Object position labeling entries:

════════

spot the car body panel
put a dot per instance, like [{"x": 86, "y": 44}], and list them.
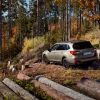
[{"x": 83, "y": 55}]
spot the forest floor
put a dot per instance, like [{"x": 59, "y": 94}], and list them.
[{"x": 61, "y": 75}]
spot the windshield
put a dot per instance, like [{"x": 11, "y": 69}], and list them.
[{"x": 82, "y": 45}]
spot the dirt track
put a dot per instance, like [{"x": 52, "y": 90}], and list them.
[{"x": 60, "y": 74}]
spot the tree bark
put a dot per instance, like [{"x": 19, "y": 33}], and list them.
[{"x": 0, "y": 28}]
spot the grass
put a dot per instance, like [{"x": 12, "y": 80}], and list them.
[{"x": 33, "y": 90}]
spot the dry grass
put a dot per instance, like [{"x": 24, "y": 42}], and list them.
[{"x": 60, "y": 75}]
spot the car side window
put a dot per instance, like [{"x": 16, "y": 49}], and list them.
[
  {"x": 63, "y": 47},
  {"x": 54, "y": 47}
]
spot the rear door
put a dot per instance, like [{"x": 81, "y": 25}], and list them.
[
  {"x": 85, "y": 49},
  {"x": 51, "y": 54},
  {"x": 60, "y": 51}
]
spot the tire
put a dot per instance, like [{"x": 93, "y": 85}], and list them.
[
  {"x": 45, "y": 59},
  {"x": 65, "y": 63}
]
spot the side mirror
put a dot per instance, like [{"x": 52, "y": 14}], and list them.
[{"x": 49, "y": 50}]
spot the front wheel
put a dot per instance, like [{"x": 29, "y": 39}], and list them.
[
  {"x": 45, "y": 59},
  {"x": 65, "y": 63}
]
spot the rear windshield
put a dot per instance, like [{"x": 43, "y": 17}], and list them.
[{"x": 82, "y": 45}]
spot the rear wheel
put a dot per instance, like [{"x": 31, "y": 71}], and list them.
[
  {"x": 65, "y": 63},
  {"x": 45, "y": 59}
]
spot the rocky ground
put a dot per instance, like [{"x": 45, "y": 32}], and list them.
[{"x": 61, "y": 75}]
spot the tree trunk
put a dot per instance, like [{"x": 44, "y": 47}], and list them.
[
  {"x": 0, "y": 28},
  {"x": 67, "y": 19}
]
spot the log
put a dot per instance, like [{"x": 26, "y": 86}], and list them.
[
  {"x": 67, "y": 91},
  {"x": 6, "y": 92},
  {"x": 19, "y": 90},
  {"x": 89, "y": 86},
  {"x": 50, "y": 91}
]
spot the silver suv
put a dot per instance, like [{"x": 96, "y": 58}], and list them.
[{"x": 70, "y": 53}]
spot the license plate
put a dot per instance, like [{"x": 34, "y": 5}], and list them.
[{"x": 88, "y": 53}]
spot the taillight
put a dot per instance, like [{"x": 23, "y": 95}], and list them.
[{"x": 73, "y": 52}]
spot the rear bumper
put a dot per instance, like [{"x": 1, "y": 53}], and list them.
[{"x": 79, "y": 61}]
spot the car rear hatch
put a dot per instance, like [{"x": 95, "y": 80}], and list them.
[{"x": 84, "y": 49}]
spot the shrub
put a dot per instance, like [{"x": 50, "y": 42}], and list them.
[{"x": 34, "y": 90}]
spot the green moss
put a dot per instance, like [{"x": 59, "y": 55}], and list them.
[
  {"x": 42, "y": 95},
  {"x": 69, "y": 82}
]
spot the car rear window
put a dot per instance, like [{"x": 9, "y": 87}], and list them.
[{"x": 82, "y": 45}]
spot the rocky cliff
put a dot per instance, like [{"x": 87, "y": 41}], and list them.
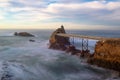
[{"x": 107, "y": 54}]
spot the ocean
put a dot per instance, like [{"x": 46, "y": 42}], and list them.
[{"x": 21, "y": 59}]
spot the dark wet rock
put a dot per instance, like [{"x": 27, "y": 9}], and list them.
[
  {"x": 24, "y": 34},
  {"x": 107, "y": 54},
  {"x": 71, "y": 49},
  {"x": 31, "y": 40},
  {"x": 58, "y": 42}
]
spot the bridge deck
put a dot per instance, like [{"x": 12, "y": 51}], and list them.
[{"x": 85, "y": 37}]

════════

What you need to do:
All of the data above should be transcribed verbatim, with pictures omitted.

Problem solution:
spot the car body panel
put a dot per instance, like [{"x": 86, "y": 44}], and list them.
[{"x": 83, "y": 55}]
spot the forest floor
put a dot per instance, like [{"x": 59, "y": 94}], and list them.
[{"x": 61, "y": 75}]
spot the windshield
put a dot per instance, like [{"x": 11, "y": 69}], and list them.
[{"x": 82, "y": 45}]
spot the dirt track
put a dot per instance, like [{"x": 52, "y": 90}], and list them.
[{"x": 60, "y": 74}]
spot the tree bark
put a dot per instance, like [{"x": 19, "y": 33}], and list them.
[{"x": 0, "y": 28}]
spot the grass
put a dot per instance, like [{"x": 12, "y": 80}], and list them.
[{"x": 33, "y": 90}]
spot the dry grass
put a dot per instance, like [{"x": 24, "y": 42}], and list them.
[{"x": 60, "y": 75}]
spot the car side window
put a dot per instance, like [{"x": 16, "y": 49}], and list them.
[
  {"x": 63, "y": 47},
  {"x": 54, "y": 47}
]
spot the rear door
put a dot per instance, like [{"x": 81, "y": 25}], and list them.
[
  {"x": 85, "y": 49},
  {"x": 51, "y": 54},
  {"x": 60, "y": 51}
]
spot the tire
put a dot per instance, like [{"x": 93, "y": 85}], and list them.
[
  {"x": 45, "y": 59},
  {"x": 65, "y": 63}
]
spot the side mirror
put a dot per instance, like [{"x": 52, "y": 14}], and list them.
[{"x": 49, "y": 50}]
spot the front wheel
put a dot per instance, like [{"x": 29, "y": 39}], and list them.
[
  {"x": 45, "y": 59},
  {"x": 65, "y": 63}
]
spot the rear windshield
put a dot per instance, like [{"x": 43, "y": 17}], and list them.
[{"x": 82, "y": 45}]
spot the rear wheel
put a dot per instance, like [{"x": 31, "y": 71}], and list them.
[
  {"x": 65, "y": 63},
  {"x": 45, "y": 59}
]
spot the rocky ground
put a dot per instance, like [{"x": 45, "y": 32}], and list them.
[{"x": 61, "y": 75}]
spot the tree trunk
put a dot per instance, like [{"x": 44, "y": 47}], and list them.
[
  {"x": 0, "y": 28},
  {"x": 67, "y": 19}
]
spot the log
put a dot per instance, like [{"x": 26, "y": 86}], and list them.
[
  {"x": 67, "y": 91},
  {"x": 6, "y": 92},
  {"x": 19, "y": 90},
  {"x": 89, "y": 86},
  {"x": 50, "y": 91}
]
spot the silver suv
put a dot per instance, like [{"x": 96, "y": 58}], and list them.
[{"x": 70, "y": 53}]
spot the license plate
put a dot per instance, like [{"x": 34, "y": 5}], and list them.
[{"x": 88, "y": 53}]
spot the taillight
put a dot per instance, like [{"x": 23, "y": 95}], and list them.
[{"x": 73, "y": 52}]
spot the rear bumper
put a dot per instance, like [{"x": 1, "y": 53}], and list them.
[{"x": 79, "y": 61}]
spot the car rear hatch
put a dot per instance, like [{"x": 95, "y": 80}], and list them.
[{"x": 84, "y": 49}]
spot the shrub
put a dot per instance, like [{"x": 50, "y": 42}], and list them.
[{"x": 34, "y": 90}]
spot the green moss
put a dot per instance, like [{"x": 59, "y": 55}], and list them.
[
  {"x": 42, "y": 95},
  {"x": 69, "y": 82}
]
spot the car rear window
put a dot per instance, like [{"x": 9, "y": 87}], and list them.
[{"x": 82, "y": 45}]
spot the rocky cliff
put a dot per instance, like [{"x": 87, "y": 41}], and list them.
[{"x": 107, "y": 54}]
spot the ocean
put a dot per instance, like [{"x": 46, "y": 42}], and list them.
[{"x": 21, "y": 59}]
spot the dark wet rock
put a dot per instance, like [{"x": 27, "y": 9}], and list them.
[
  {"x": 24, "y": 34},
  {"x": 107, "y": 54},
  {"x": 71, "y": 49},
  {"x": 31, "y": 40},
  {"x": 58, "y": 42}
]
spot the bridge deck
put a dot per instance, like [{"x": 12, "y": 51}], and list them.
[{"x": 85, "y": 37}]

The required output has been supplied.